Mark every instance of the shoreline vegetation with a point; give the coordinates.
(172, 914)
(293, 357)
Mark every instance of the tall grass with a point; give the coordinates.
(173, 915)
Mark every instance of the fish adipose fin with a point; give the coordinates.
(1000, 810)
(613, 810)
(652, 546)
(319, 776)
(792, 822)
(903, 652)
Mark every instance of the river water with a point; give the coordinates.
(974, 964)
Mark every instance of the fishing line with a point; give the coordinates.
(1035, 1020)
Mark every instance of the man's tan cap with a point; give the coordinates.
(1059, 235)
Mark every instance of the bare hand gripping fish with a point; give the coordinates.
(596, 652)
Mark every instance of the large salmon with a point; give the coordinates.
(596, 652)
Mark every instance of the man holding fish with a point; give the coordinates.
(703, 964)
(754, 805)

* * * * *

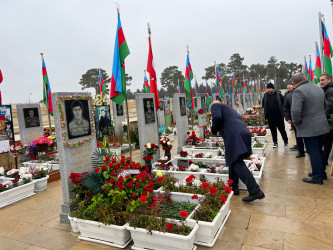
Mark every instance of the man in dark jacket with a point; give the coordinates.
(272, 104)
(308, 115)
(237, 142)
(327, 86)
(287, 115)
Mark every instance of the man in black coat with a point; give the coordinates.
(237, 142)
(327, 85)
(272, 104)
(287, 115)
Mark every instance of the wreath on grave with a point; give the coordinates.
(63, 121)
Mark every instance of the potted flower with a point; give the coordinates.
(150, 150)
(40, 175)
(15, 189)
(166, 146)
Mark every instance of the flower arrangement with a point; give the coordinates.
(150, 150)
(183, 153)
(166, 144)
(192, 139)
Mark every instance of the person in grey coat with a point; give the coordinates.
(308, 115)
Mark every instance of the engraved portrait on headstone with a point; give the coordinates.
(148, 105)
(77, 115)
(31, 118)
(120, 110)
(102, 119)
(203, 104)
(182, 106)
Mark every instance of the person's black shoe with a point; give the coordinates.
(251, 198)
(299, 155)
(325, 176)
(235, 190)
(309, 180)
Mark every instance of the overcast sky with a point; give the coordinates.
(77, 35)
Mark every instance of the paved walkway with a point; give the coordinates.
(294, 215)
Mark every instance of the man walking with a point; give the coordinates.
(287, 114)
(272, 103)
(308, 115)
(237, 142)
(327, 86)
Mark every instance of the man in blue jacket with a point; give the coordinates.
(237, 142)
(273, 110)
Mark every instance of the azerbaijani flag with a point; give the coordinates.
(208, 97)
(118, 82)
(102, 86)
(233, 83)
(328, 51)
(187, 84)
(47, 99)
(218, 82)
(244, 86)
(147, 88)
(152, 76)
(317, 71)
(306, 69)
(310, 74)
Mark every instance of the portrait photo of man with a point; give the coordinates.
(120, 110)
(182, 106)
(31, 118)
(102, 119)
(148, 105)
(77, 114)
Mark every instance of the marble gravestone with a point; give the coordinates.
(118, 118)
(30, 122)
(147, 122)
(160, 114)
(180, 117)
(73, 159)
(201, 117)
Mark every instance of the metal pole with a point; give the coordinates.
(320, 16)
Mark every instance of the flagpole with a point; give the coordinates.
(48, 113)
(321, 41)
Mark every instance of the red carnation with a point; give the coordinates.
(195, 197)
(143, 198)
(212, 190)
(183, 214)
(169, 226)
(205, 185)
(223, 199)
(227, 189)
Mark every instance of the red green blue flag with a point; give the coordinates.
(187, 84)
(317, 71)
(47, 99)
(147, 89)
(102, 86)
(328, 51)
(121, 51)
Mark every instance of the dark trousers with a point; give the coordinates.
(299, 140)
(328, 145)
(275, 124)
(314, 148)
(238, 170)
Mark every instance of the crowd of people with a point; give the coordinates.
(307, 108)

* * * * *

- Tujuan latihan: Pilih semua baris dalam catatan yang mengandung kata "flower", lalu salin baris-baris tersebut.

- Hasil yang benar:
Mark every instance of the potted flower with a point; give the coordinates.
Mark every instance of the flower arrangement with a point; give the coordinates.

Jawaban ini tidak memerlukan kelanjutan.